[Records for labeling shapes]
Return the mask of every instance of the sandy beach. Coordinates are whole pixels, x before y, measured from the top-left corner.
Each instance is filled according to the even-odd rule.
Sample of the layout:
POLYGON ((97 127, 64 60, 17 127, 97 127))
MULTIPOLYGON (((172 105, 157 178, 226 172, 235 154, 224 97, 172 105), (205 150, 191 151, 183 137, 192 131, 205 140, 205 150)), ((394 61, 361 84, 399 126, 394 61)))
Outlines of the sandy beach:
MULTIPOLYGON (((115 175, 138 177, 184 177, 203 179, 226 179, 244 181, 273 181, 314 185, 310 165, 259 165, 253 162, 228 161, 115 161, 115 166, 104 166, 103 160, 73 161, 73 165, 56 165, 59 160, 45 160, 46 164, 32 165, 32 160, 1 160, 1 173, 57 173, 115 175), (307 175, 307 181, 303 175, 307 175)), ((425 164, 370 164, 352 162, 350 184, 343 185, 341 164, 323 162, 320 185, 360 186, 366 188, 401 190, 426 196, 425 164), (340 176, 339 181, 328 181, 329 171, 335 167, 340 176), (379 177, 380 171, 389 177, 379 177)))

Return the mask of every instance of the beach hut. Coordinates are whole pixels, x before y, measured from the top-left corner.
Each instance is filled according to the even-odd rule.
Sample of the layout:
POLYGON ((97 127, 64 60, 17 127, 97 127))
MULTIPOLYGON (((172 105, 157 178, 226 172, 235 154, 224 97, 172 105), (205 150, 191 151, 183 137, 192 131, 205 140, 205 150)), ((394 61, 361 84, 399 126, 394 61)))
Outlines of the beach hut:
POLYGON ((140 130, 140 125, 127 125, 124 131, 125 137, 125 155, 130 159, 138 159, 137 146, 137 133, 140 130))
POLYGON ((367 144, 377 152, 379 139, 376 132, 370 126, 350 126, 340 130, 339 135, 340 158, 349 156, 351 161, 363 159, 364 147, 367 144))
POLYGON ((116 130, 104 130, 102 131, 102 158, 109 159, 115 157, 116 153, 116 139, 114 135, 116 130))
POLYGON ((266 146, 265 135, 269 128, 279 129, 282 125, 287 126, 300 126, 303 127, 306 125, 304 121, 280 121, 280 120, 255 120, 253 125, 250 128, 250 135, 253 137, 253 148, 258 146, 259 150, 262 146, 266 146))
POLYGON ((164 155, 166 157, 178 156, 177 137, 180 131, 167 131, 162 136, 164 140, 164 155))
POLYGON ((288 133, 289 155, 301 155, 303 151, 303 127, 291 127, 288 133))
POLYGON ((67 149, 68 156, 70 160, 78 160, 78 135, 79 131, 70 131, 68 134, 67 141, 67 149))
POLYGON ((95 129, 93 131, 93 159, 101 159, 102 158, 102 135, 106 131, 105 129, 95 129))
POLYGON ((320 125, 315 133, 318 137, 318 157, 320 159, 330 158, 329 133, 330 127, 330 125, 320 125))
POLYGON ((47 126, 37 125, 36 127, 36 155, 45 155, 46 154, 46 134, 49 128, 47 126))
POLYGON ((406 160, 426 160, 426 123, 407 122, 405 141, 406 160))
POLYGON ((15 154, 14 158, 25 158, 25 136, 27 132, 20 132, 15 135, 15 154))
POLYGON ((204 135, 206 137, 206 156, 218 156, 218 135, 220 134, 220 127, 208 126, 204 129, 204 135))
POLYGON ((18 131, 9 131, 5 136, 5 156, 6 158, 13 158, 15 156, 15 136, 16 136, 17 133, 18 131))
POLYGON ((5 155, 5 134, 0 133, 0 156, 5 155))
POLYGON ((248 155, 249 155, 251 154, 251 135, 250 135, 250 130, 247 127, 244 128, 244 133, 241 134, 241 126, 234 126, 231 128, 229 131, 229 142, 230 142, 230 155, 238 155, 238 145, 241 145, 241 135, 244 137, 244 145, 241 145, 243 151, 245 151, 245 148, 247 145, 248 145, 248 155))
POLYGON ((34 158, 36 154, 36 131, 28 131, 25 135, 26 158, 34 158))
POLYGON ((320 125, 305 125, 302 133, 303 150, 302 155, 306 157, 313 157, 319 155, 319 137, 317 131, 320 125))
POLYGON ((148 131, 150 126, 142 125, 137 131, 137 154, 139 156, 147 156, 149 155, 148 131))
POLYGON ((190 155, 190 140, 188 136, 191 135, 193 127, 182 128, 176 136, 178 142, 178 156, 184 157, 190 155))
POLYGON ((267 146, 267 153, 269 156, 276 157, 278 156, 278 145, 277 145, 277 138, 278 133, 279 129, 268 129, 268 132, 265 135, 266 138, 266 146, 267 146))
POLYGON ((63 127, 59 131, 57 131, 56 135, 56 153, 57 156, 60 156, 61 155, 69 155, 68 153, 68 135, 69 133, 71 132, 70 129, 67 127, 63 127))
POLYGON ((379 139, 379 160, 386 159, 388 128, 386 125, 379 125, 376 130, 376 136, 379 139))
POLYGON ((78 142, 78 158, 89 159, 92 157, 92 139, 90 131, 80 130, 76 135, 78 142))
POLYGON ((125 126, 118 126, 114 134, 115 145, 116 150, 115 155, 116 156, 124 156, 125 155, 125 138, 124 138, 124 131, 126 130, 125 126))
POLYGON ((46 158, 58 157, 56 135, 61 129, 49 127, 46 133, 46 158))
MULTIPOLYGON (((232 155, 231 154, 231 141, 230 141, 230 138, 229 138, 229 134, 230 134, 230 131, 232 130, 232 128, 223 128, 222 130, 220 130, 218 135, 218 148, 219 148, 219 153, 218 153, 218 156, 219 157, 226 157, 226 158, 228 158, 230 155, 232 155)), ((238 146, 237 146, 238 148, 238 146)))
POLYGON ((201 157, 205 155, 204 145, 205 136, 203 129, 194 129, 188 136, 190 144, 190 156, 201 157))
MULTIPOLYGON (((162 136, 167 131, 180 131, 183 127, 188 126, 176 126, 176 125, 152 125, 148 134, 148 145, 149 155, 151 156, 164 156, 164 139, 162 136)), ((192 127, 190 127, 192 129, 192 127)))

→ **Challenge**:
Reproduce the whole listing above verbatim, character for character.

→ **Completed task**:
Return the mask of every instance of the sandy beach. Coordinates are whole pixels, x before y, measured from the top-left corner.
Each instance is filled according to the even-odd rule.
Sample of the layout:
POLYGON ((97 127, 64 60, 17 127, 97 127))
MULTIPOLYGON (((172 105, 157 178, 226 172, 235 154, 224 97, 172 105), (205 150, 191 151, 183 137, 192 131, 205 140, 205 150)), ((394 61, 361 84, 399 126, 394 61)))
Outlines of the sandy beach:
MULTIPOLYGON (((115 175, 138 177, 184 177, 203 179, 226 179, 244 181, 273 181, 314 185, 310 165, 259 165, 253 162, 228 161, 115 161, 115 166, 104 166, 103 160, 73 161, 73 165, 56 165, 59 160, 45 160, 46 164, 32 165, 32 160, 1 160, 1 173, 57 173, 115 175), (307 175, 307 181, 303 175, 307 175)), ((425 164, 370 164, 352 162, 350 184, 343 185, 341 164, 323 162, 320 185, 360 186, 366 188, 401 190, 426 196, 425 164), (340 176, 339 181, 328 181, 329 171, 335 167, 340 176), (379 177, 380 171, 389 177, 379 177)))

Return the mask of every instance of the beach hut. Coordinates are whole pixels, x before y, measured from the top-left corner.
Each instance is filled according to the even-odd rule.
Sample of the layout:
POLYGON ((97 127, 64 60, 17 127, 97 127))
MULTIPOLYGON (((172 105, 157 178, 226 172, 235 154, 224 97, 172 105), (205 150, 191 151, 183 137, 192 131, 205 140, 205 150)), ((394 61, 361 84, 399 126, 394 61)))
Outlines of the beach hut:
POLYGON ((140 130, 140 125, 127 125, 124 131, 125 137, 125 155, 130 159, 138 159, 137 146, 137 133, 140 130))
POLYGON ((367 144, 377 152, 379 139, 376 132, 370 126, 350 126, 340 130, 339 135, 340 158, 349 156, 351 161, 363 159, 364 147, 367 144))
POLYGON ((116 130, 104 130, 102 131, 102 158, 109 159, 115 157, 116 153, 116 139, 114 135, 116 130))
POLYGON ((266 146, 265 135, 269 128, 279 129, 282 125, 287 126, 300 126, 303 127, 306 125, 304 121, 280 121, 280 120, 255 120, 253 125, 250 128, 250 135, 253 137, 253 148, 258 146, 259 150, 262 146, 266 146))
POLYGON ((164 155, 166 157, 178 156, 177 137, 180 131, 167 131, 162 136, 164 140, 164 155))
POLYGON ((288 133, 289 155, 301 155, 303 151, 303 127, 291 127, 288 133))
POLYGON ((67 149, 68 156, 70 160, 78 160, 78 135, 79 131, 70 131, 68 134, 67 141, 67 149))
POLYGON ((95 129, 93 131, 93 159, 101 159, 102 158, 102 135, 106 131, 105 129, 95 129))
POLYGON ((320 125, 315 133, 318 137, 318 157, 320 159, 330 158, 329 133, 330 127, 330 125, 320 125))
POLYGON ((47 126, 37 125, 36 127, 36 155, 45 155, 46 154, 46 134, 49 128, 47 126))
POLYGON ((406 160, 426 160, 426 123, 407 122, 405 141, 406 160))
POLYGON ((15 154, 14 158, 25 158, 25 136, 27 132, 20 132, 15 135, 15 154))
POLYGON ((204 135, 206 137, 206 156, 218 156, 218 135, 220 134, 220 127, 208 126, 204 129, 204 135))
POLYGON ((18 131, 9 131, 5 136, 5 156, 6 158, 13 158, 15 156, 15 136, 16 136, 17 133, 18 131))
POLYGON ((5 155, 5 134, 0 133, 0 156, 5 155))
POLYGON ((248 155, 249 155, 251 154, 251 135, 250 135, 250 130, 247 127, 244 128, 244 133, 241 134, 241 126, 234 126, 231 128, 229 131, 229 142, 230 142, 230 155, 238 155, 238 145, 241 145, 241 135, 244 137, 244 145, 241 145, 243 151, 245 151, 245 148, 247 145, 248 145, 248 155))
POLYGON ((34 158, 36 154, 36 131, 28 131, 25 135, 26 158, 34 158))
POLYGON ((320 125, 305 125, 302 133, 303 150, 302 155, 306 157, 313 157, 319 155, 319 137, 317 131, 320 125))
POLYGON ((148 131, 150 126, 142 125, 137 131, 137 154, 139 156, 147 156, 149 155, 148 131))
POLYGON ((190 155, 190 140, 188 136, 191 135, 193 127, 182 128, 176 136, 178 142, 178 156, 184 157, 190 155))
POLYGON ((267 146, 267 153, 269 156, 276 157, 278 156, 278 145, 277 145, 277 138, 278 133, 279 129, 268 129, 268 132, 265 135, 266 138, 266 146, 267 146))
POLYGON ((63 127, 59 131, 57 131, 56 135, 56 153, 57 156, 60 156, 61 155, 69 155, 68 153, 68 135, 69 133, 71 132, 70 129, 67 127, 63 127))
POLYGON ((379 139, 379 160, 386 159, 388 128, 386 125, 379 125, 376 130, 376 136, 379 139))
POLYGON ((78 142, 78 158, 89 159, 92 157, 92 139, 90 131, 80 130, 76 135, 78 142))
POLYGON ((125 126, 118 126, 114 134, 115 145, 116 150, 115 155, 116 156, 124 156, 125 155, 125 138, 124 138, 124 131, 126 130, 125 126))
POLYGON ((46 158, 58 157, 56 135, 61 129, 49 127, 46 133, 46 158))
MULTIPOLYGON (((232 155, 231 154, 231 141, 230 141, 230 138, 229 138, 229 134, 230 134, 230 131, 232 130, 232 128, 223 128, 222 130, 220 130, 218 135, 218 148, 219 148, 219 153, 218 153, 218 156, 219 157, 226 157, 226 158, 228 158, 230 155, 232 155)), ((238 146, 237 146, 238 148, 238 146)))
POLYGON ((201 157, 205 155, 204 145, 205 136, 203 129, 194 129, 188 136, 190 144, 190 156, 201 157))
MULTIPOLYGON (((162 136, 167 131, 180 131, 183 127, 188 126, 176 126, 176 125, 152 125, 148 134, 148 145, 149 155, 151 156, 164 156, 164 139, 162 136)), ((192 127, 190 127, 192 129, 192 127)))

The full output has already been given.